Start of QUOTED PASSAGE
As Allen said "This can be done within the cell itself or within the Formula bar, depending on how you have Excel configured". In Excel 2010, the Excel Options (on the Advanced page) "Allow editing directly in cells" is where this is controlled. It is of course in different places, and given a different name, in other versions of Excel. When checked, you can as Allen implies edit directly inside the cell. When unchecked, you can only do this sort of editing inside the Formula bar.

Allen was mistaken, I believe, in that it's not an either/or situation (edit in the cell or in the Formula Bar). You can always edit in the Formula Bar - the control affects whether you can edit inside a cell by double-clicking on it.

If the "allow editing directly" control is unchecked, double-clicking on a cell containing a formula will take you to the first cell referenced in the formula. For instance, if cell C5 contains the formula =a4 * 10, double-clicking on cell C5 will take you to that cell. If the formula contains a link to a cell in a different worksheet, Excel will shift to that cell in the other worksheet - even if it has to open it to do so. It's really quite a handy feature, which is why I always configure Excel to work in this manner.

You may prefer the other behavior, of course.


2016-09-06 09:36:31

mike

Double clicking did not work for me.
But pressing F2 first, and then pasting, it worked, putting all paragraphs into one cell.
End of QUOTED PASSAGE
Start of DATA SUPPLIED
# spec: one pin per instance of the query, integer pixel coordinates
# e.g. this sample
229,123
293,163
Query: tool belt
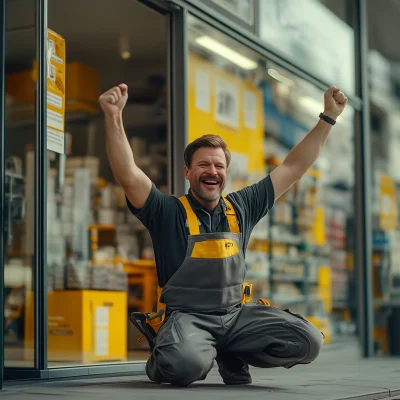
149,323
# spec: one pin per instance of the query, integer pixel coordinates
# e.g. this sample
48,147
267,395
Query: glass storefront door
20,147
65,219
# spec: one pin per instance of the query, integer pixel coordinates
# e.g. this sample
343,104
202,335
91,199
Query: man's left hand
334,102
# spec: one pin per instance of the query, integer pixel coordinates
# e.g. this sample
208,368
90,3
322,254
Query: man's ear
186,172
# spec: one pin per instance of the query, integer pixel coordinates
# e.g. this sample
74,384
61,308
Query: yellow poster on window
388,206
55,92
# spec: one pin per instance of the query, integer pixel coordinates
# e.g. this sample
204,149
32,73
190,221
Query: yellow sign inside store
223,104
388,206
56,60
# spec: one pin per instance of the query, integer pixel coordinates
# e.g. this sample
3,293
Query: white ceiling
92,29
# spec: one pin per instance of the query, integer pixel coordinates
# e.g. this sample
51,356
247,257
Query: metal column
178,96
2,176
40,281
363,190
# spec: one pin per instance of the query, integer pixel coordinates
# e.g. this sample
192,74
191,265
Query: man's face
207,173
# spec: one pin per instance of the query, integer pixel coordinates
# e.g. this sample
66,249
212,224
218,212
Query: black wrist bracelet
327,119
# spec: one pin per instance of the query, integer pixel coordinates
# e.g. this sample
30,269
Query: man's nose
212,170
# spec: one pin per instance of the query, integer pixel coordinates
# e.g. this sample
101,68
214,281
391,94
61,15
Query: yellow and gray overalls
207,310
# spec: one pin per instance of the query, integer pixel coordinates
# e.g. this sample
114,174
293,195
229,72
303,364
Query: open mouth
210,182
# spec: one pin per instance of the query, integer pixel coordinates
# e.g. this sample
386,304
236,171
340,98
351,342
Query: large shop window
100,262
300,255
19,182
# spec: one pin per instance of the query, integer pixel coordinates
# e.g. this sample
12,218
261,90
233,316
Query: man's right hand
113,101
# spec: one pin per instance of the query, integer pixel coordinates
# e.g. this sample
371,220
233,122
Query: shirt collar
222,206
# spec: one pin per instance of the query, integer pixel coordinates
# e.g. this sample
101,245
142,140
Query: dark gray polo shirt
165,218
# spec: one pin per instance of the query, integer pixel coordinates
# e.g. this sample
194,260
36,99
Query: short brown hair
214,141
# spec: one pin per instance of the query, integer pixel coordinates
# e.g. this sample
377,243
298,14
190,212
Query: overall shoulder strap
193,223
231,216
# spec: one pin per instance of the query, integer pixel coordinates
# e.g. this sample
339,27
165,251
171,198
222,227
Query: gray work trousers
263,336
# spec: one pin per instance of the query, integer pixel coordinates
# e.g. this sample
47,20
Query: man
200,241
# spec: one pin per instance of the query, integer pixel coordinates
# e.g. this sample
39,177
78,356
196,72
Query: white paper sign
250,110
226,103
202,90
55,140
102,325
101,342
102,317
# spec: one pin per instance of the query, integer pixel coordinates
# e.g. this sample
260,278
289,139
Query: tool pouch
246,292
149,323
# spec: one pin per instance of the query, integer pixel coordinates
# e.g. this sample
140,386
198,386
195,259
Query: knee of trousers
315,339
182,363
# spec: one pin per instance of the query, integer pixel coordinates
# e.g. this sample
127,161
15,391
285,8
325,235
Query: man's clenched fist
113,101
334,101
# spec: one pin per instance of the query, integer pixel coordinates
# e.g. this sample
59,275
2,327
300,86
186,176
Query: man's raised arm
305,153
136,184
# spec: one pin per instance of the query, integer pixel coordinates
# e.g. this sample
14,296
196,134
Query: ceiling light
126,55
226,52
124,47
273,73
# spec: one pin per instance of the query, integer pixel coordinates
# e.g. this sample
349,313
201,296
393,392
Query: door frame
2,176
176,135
End of DATA SUPPLIED
Start of DATA SUPPLIED
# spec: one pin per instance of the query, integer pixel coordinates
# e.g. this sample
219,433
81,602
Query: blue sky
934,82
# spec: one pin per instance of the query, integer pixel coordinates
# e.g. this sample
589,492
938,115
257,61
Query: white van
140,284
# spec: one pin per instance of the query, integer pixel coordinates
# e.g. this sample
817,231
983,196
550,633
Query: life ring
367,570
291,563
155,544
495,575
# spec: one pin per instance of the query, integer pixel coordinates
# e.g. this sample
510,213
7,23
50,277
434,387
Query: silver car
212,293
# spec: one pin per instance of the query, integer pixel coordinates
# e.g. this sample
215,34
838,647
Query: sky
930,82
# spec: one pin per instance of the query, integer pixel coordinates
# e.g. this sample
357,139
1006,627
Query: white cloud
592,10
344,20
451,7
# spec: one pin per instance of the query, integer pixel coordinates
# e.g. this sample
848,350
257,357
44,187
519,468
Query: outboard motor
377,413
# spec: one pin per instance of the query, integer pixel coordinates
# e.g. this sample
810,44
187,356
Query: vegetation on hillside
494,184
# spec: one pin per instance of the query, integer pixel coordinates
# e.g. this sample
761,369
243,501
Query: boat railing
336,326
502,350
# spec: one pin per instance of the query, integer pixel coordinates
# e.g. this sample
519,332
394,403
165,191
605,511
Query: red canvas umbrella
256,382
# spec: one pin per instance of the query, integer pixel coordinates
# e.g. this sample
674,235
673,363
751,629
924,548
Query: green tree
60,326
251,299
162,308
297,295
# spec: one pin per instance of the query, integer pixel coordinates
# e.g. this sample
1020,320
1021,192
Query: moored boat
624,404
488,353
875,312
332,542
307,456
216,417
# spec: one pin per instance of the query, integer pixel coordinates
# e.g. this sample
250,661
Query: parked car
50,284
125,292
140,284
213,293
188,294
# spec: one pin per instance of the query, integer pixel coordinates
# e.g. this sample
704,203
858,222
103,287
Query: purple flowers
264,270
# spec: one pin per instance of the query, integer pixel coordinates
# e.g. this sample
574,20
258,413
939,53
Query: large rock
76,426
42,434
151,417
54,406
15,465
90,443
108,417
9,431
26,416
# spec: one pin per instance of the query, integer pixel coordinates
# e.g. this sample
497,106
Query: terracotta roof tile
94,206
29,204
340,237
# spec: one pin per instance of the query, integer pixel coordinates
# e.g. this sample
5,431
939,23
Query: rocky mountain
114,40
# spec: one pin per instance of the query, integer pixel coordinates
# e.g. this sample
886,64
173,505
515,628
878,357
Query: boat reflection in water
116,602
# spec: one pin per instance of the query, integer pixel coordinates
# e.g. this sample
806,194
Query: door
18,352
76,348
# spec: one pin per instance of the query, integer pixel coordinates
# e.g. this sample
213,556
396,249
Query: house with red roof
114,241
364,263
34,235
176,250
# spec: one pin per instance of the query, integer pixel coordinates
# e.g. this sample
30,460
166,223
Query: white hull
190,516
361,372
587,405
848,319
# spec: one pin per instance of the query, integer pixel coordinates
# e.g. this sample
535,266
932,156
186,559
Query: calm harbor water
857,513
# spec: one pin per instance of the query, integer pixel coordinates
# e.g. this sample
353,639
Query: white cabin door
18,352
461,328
End of DATA SUPPLIED
*ACTIVITY 1*: Translate this sentence from the comment on editing in Excel into Spanish: "You may prefer the other behavior, of course."
*ACTIVITY 2*: Retype the part of the comment on editing in Excel starting at "As Allen said" and ending at "the Formula bar.".
*ACTIVITY 3*: According to the comment on editing in Excel, where in Excel 2010 is the "Allow editing directly in cells" setting found?

*EXPECTED OUTPUT 1*: Por supuesto, es posible que usted prefiera el otro comportamiento.

*EXPECTED OUTPUT 2*:
As Allen said "This can be done within the cell itself or within the Formula bar, depending on how you have Excel configured". In Excel 2010, the Excel Options (on the Advanced page) "Allow editing directly in cells" is where this is controlled. It is of course in different places, and given a different name, in other versions of Excel. When checked, you can as Allen implies edit directly inside the cell. When unchecked, you can only do this sort of editing inside the Formula bar.

*EXPECTED OUTPUT 3*: It is on the Advanced page of the Excel Options.